Go to the line that contains "In this exercise you will indicate the soil", then write out that line and all that follow to the end of the listing, exactly and without pictures.

——

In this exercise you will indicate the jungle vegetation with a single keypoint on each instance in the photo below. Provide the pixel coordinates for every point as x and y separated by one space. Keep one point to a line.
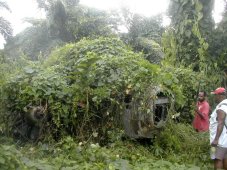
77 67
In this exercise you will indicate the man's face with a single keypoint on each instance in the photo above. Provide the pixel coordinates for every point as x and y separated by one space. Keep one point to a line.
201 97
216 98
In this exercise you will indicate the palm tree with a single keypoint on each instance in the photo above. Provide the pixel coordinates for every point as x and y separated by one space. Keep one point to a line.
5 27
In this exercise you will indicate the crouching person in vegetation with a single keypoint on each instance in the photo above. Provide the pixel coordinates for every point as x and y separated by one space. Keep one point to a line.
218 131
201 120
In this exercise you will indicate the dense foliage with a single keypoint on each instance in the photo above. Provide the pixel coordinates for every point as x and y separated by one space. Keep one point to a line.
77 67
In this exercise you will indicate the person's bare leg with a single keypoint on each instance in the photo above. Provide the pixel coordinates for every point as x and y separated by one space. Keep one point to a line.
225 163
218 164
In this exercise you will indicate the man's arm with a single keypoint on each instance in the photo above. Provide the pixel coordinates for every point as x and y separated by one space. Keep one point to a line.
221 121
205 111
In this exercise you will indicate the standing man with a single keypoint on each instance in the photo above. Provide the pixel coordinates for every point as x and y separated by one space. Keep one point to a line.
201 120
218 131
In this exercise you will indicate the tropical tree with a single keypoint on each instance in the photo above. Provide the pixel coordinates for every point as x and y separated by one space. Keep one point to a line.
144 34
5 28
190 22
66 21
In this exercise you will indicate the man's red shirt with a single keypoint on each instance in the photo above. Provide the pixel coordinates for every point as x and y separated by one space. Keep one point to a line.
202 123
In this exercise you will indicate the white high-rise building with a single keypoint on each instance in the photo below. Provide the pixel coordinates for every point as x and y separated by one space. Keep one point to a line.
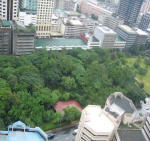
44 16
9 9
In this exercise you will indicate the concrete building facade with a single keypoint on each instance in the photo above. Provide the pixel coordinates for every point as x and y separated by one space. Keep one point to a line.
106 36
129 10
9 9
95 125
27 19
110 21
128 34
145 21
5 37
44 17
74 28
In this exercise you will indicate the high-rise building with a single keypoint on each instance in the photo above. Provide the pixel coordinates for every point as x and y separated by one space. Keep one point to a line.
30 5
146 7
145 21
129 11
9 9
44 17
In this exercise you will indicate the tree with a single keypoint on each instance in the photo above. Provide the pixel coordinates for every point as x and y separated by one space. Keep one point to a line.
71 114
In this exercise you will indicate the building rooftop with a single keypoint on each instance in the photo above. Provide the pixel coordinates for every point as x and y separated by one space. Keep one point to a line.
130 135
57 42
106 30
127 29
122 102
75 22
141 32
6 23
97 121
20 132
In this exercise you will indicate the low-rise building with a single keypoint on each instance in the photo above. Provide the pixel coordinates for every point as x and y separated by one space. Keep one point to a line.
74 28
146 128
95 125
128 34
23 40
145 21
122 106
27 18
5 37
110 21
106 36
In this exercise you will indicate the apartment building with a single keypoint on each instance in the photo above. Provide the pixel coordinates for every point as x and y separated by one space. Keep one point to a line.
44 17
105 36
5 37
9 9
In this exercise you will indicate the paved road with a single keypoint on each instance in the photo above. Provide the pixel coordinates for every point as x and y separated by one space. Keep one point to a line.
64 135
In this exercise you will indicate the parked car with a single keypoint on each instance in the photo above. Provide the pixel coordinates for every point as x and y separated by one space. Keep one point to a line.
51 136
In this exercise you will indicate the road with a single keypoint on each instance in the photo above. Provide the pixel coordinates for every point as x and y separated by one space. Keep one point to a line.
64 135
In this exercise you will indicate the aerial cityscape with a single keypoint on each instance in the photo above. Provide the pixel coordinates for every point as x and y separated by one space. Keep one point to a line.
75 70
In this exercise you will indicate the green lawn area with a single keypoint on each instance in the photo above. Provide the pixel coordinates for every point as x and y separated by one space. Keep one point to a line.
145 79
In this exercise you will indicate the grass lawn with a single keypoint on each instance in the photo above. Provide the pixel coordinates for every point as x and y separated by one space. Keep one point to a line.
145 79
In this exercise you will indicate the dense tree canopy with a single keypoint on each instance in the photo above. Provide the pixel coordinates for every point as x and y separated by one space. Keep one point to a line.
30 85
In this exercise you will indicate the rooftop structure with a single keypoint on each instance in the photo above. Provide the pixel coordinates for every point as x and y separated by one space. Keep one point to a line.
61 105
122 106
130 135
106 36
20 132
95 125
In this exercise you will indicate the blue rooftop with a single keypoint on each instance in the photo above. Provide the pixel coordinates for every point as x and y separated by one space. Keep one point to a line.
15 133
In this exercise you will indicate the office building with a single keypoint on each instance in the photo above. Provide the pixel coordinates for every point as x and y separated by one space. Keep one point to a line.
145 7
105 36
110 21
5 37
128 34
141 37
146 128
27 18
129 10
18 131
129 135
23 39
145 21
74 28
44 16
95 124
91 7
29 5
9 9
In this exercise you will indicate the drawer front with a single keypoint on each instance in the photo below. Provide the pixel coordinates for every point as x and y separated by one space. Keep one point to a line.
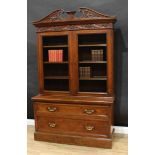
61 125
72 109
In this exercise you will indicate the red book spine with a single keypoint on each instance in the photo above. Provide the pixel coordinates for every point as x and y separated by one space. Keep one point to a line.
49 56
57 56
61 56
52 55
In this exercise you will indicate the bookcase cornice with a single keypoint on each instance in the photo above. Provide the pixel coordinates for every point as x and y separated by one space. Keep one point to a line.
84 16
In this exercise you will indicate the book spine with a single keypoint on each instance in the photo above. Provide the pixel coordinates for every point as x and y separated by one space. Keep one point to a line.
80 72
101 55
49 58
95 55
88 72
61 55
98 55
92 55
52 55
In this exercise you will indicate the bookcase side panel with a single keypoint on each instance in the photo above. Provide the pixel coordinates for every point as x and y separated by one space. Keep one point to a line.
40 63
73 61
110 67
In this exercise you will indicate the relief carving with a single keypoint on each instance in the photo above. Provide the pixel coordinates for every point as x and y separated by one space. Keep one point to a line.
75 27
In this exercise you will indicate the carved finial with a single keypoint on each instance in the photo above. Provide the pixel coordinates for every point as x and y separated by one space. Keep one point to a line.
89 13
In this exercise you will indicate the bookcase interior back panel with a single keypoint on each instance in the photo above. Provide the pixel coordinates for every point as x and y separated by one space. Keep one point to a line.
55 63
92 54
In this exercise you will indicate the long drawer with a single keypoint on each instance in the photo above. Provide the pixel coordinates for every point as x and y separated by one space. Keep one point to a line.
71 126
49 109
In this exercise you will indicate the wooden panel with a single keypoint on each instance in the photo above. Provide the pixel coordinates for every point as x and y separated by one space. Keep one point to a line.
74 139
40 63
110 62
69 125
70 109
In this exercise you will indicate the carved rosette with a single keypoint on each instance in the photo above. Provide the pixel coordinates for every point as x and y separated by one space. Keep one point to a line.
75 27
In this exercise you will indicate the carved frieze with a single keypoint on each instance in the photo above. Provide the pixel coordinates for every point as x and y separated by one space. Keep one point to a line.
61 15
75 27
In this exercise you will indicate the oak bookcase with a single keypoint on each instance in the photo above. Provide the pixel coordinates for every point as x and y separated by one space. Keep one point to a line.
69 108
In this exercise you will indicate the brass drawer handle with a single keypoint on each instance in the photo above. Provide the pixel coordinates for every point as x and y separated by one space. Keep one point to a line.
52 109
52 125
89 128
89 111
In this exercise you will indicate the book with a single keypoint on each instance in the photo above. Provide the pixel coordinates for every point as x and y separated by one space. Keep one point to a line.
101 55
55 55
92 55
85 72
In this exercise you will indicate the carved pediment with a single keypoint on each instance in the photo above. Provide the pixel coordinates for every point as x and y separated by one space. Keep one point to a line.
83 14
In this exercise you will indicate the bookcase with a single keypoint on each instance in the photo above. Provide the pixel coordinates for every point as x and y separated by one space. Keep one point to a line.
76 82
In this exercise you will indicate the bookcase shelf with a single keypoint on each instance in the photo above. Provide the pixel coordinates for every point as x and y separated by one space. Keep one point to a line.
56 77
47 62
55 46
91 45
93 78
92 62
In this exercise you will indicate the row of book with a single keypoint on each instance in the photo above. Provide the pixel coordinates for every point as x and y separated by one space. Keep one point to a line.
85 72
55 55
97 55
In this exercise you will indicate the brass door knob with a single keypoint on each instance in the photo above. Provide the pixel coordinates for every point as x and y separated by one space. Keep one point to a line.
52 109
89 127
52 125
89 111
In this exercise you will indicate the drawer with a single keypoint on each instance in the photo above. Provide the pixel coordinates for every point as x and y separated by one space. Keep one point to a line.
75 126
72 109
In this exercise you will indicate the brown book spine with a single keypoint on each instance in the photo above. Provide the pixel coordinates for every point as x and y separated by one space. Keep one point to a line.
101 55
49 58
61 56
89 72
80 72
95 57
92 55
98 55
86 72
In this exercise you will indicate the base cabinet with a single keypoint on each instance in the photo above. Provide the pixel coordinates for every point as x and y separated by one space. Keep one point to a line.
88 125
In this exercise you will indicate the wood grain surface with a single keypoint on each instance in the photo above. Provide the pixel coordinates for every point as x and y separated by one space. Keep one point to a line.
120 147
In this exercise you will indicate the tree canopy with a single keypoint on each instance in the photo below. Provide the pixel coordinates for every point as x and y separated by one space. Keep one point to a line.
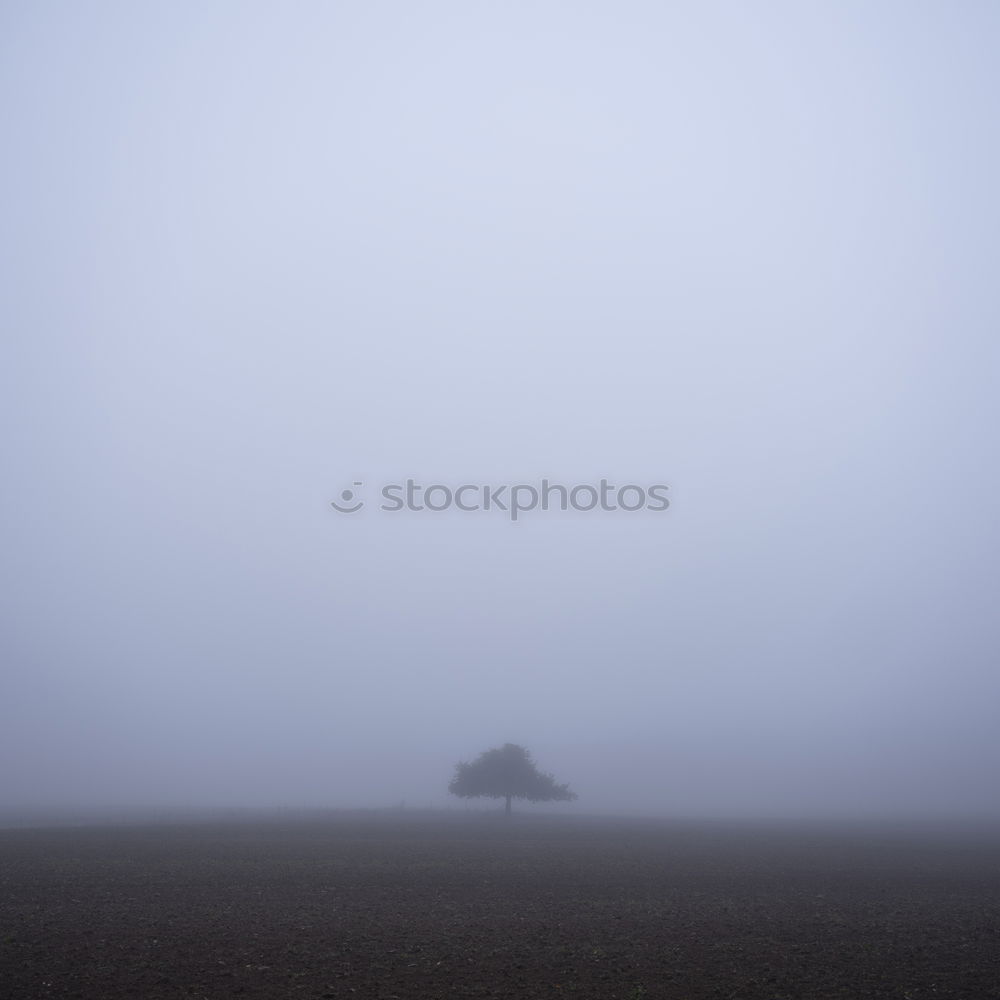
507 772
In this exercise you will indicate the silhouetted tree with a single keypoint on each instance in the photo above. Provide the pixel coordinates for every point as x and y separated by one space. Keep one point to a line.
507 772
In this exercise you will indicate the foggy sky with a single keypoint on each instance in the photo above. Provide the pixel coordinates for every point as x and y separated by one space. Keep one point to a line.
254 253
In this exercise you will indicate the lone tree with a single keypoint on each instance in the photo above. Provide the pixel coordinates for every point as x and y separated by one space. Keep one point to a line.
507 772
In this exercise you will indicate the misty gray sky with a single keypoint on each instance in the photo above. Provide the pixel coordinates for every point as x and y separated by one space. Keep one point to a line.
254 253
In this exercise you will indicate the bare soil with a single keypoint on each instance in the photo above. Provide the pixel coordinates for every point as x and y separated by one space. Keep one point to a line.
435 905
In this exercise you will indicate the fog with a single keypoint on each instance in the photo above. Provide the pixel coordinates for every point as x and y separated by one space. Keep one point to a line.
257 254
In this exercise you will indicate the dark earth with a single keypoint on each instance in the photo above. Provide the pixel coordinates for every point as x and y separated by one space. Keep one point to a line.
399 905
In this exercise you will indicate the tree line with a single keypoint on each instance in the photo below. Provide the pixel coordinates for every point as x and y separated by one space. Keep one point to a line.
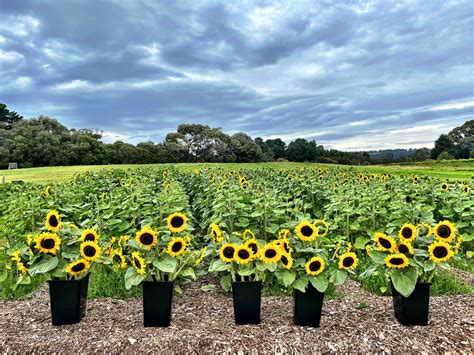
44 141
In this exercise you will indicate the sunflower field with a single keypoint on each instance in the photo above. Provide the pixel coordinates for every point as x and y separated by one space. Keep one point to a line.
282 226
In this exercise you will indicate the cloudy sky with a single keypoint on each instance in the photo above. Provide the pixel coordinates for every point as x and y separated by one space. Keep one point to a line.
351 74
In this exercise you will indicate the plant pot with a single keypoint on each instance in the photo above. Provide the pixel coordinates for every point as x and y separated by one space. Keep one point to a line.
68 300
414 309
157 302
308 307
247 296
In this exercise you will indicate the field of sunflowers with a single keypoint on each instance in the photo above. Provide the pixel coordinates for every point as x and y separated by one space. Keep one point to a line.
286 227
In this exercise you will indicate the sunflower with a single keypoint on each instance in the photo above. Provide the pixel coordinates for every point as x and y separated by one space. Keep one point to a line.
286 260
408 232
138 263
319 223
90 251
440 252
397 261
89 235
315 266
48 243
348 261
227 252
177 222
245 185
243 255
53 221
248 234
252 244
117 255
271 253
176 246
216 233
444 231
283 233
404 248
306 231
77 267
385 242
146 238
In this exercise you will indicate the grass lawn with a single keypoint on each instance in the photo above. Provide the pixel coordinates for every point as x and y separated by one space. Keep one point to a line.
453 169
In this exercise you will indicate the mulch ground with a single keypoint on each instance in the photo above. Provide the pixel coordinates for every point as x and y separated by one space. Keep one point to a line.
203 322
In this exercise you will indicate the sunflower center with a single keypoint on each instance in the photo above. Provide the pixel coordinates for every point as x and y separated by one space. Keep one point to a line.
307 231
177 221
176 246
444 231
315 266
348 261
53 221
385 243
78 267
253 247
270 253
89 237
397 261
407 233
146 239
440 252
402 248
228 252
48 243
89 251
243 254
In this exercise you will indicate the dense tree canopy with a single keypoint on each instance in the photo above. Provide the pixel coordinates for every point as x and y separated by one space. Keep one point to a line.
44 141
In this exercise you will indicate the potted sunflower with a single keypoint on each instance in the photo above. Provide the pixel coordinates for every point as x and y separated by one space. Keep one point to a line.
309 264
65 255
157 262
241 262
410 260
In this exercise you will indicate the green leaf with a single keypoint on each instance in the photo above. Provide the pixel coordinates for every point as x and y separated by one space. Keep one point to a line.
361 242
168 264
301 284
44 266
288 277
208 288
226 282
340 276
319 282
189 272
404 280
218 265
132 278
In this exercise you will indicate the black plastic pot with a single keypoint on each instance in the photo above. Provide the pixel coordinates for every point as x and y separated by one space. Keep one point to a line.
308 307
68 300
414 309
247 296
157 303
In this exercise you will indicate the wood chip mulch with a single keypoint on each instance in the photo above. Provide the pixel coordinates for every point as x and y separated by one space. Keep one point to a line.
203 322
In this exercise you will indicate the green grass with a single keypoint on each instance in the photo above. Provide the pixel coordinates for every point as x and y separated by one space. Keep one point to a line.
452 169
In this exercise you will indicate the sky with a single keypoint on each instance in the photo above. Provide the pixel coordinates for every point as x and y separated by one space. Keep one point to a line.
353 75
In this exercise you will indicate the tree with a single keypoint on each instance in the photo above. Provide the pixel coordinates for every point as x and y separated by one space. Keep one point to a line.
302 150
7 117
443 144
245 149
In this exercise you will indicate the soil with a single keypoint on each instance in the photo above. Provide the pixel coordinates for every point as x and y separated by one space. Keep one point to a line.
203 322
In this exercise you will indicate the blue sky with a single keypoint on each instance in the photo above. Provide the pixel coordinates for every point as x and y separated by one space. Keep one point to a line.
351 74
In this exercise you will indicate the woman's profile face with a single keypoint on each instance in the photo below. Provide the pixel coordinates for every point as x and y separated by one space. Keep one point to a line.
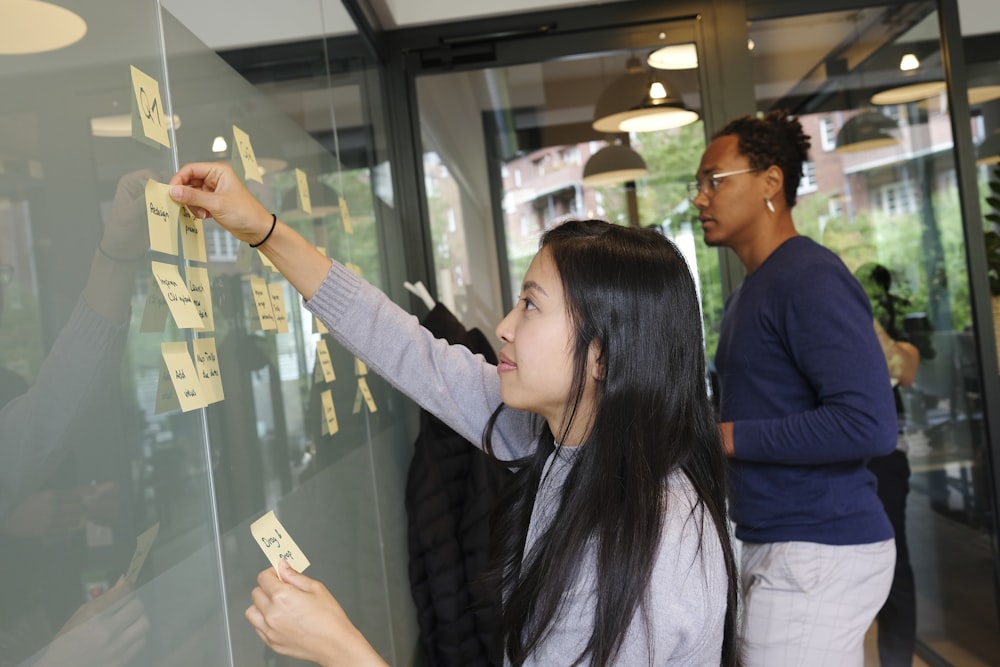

——

_Right answer_.
In this exercise you will indicate the soil with a single keypoint on each instance in the photo above. Provide the pixel coordinates for every point as x and y separated by one space. Keep one point to a line.
203 322
In this exercise you will indicate the blue sky with a single keypoint on each instance in the photo above. Provide the pixel coordinates for every point as x and y separated by one space. Keep one point to a line.
351 74
In this exercise you will indicate the woman's profile face with a single keypoint on each instance in the photo below. Provide the pixel coordinates for every point as x and y separated by one space. Keep one point to a line.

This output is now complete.